--- TEXT SEGMENT ---

Some of our 2012 highlights from the thermal oil division include the following: receipt of regulatory approvals in October for the Hangingstone Project 1, a 12,000 barrel-a-day SAGD project. In November, the Board of Directors of Athabasca sanctioned a $536 million construction of the Hangingstone Project 1 in addition to $27 million for associated infrastructure. Construction is proceeding on time and on-budget.

Demonstration of proof of concept for the Thermal Assisted Gravity Drainage, TAGD production technology was made during two field test phases at Dover West, effectively heating the reservoir rock and bitumen in the Leduc carbonates.

In the light oil division, we are pleased to present several significant milestones for 2012. The completion of infrastructure, including a 63-kilometer long, 12-inch diameter trunk pipeline from Kaybob West to the Keyera Simonette gas plant and oil batteries at Kaybob West, Kaybob East and Saxon/Placid; total capacity of this infrastructure is 36,000 barrels per day of oil, and 48 mmcf per day of natural gas.

We also saw production ramp-up in the Kaybob area, during Q4 2012, as the wholly-owned infrastructure was commissioned. On December 17, 2012, the company achieved peak production rates of approximately 10,700 BOE per day with as much as 57% liquids.

During 2012, Athabasca drilled 46 horizontal wells and completed 44 horizontal wells, targeting unconventional reservoirs in the Duvernay, Montney and Nordegg formations.

Athabasca completed three excellent Duvernay wells of which the best, 2-34-62-20W5, while producing on restricted flow, in February and March this year, has averaged greater than 800 BOE per day, with about 63% liquids, at a flowing surface pressure of greater than 20 megaPascals. The well is still flowing at that rate, and could flow at even higher rate if it was opened up.

By year-end, 33 wells were on production. Athabasca’s well inventory included 22 horizontal wells, completed with multi-stage hydraulic fracturing awaiting tie-in and seven horizontal wells awaiting multi-stage completions.

In December 2012, Athabasca set this 2013 mid-year production guidance of 11,000 boe per day to 13,000 boe per day, and we maintain our guidance. The Athabasca family continues to grow. One of the greatest corporate achievements is the ability to attract topnotch professionals. We now have over 250 skilled employees working towards the development of Athabasca’s unconventional resources. The dedication and efforts of our staff have enabled Athabasca to achieve a considerable growth during 2012.

So for the financials, I wish to welcome Brent Heagy to our Athabasca family. Brent joined us as CFO in March 11, and Brent will go through the financials. So Brent, go on.

Brent Heagy

Okay. Thanks, Sveinung, and good morning, everyone. It’s certainly a pleasure to be a part of the Athabasca team. With the ramp up of production through its wholly-owned infrastructure, Athabasca embarked on the path of significant growth in revenues from its light oil division, earning a net back of $10.8 million in the fourth quarter of 2012 from an average production greater than 4,000 barrels of oil equivalent per day, which was comprised of 43% liquids, as compared to $1 million in Q4 2011 from approximately 400 barrels of oil equivalent per day, which was comprised of 35% liquids.

2012 was a year of heavy lifting for Athabasca with total capital spending of $1.1 billion, compared to $622 million in 2011. Spending was comprised of $611 million in the light oil division, including land, and $478 million in the thermal division, with the remainder allocated to corporate.

--- RECORDED INFORMATION ---
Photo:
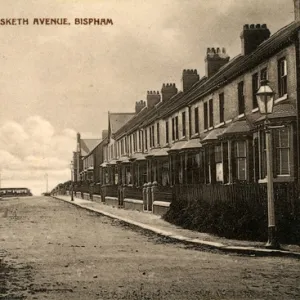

--- EXERCISES ---
a - In the Athabasca call transcript, what peak production rate did the company reach on December 17, 2012?
b - Write the next part of the Athabasca call transcript, continuing after its last sentence.
The listing has no part in this work.

--- RESPONSES TO THE EXERCISE ---
a - Approximately 10,700 BOE per day, with as much as 57% liquids.

b -
On November 19, 2012, Athabasca issued $550 million in senior secured second lien notes bearing interest at 7.5% per annum maturing in 2017. As at December 31, 2012, the company had approximately $1 billion of cash, cash equivalents and short term investments on hand. Athabasca also has a $200 million revolving credit facility available.

So with that, I will hand it back to Sveinung, who will discuss some of our first quarter 2013 activities.

Sveinung Svarte

Thank you, Brent. During Q1 2013, Athabasca continued its site preparation for the Hangingstone Project 1. Detailed engineering is now over 70% complete. All major equipment has been purchased with cost in line with budget.

Athabasca has also entered into an agreement with Enbridge Pipelines for the transportation and terminaling of dilbit produced from the Hangingstone Project 1, a 12,000 barrel-per-day dry bitumen project. The new 16-inch diameter, 50-kilometer-long pipeline for Athabasca’s Hangingstone Central Plant facility to the existing Enbridge Cheecham Terminal is anticipated to be in service in the latter half of 2015, just as the Hangingstone Project 1 production ramps up.

The new 16-inch Enbridge pipeline has sufficient capacity to handle additional and anticipated 40,000 barrels per day, which will come from the Hangingstone Project 2. The pipeline will be an important part of keeping transport costs down for Athabasca.

Utilizing the innovative TAGD technology, Athabasca successfully completed a third production phase in the Dover West Leduc carbonates, confirming the production of bitumen from between the two horizontal well bores indicating good mobilization of bitumen at temperatures at about 6 – 90 degrees Celsius.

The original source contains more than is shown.